(WHAT TO WORK ON) Of all the lines in the records below, copy only those that contain the string "stabilizer".

(DATASET)
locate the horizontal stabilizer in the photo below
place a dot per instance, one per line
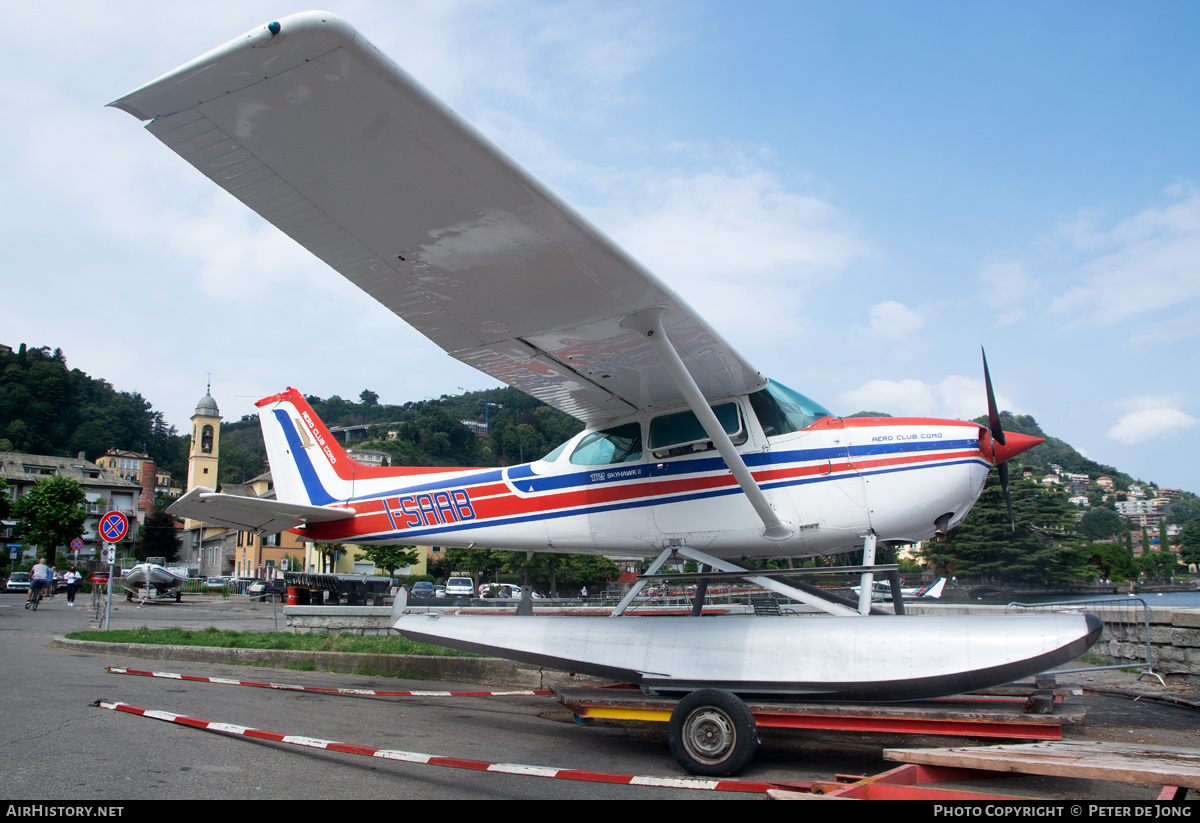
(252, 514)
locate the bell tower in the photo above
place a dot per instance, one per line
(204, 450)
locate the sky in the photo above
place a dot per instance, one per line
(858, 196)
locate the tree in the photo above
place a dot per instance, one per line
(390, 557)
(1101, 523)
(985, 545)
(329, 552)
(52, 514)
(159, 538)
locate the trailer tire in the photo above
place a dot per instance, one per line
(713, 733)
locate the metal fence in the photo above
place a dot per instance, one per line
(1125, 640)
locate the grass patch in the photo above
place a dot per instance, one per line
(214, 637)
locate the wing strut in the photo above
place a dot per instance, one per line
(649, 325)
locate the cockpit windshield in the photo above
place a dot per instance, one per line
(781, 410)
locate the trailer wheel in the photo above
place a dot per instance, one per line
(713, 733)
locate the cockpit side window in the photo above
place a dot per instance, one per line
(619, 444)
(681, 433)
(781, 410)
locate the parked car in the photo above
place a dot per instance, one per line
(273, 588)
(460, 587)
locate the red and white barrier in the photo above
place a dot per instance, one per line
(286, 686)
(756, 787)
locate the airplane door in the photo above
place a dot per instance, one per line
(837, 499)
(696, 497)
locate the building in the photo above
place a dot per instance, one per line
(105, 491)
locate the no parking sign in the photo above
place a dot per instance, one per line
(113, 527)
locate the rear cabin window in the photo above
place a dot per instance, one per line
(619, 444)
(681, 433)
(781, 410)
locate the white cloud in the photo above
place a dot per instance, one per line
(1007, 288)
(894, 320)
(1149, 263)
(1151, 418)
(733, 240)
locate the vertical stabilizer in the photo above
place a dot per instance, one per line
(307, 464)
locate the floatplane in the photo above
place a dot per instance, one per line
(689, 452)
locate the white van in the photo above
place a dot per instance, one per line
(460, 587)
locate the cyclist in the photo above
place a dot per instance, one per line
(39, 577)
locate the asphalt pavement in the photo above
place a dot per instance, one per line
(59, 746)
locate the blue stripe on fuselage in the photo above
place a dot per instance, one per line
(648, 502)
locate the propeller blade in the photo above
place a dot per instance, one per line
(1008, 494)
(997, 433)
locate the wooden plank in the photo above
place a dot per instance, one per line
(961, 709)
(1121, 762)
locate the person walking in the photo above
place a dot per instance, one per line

(REPLY TO THE TASK)
locate the horizontal stabilizer in the photo below
locate the vertical stabilizer in the photo above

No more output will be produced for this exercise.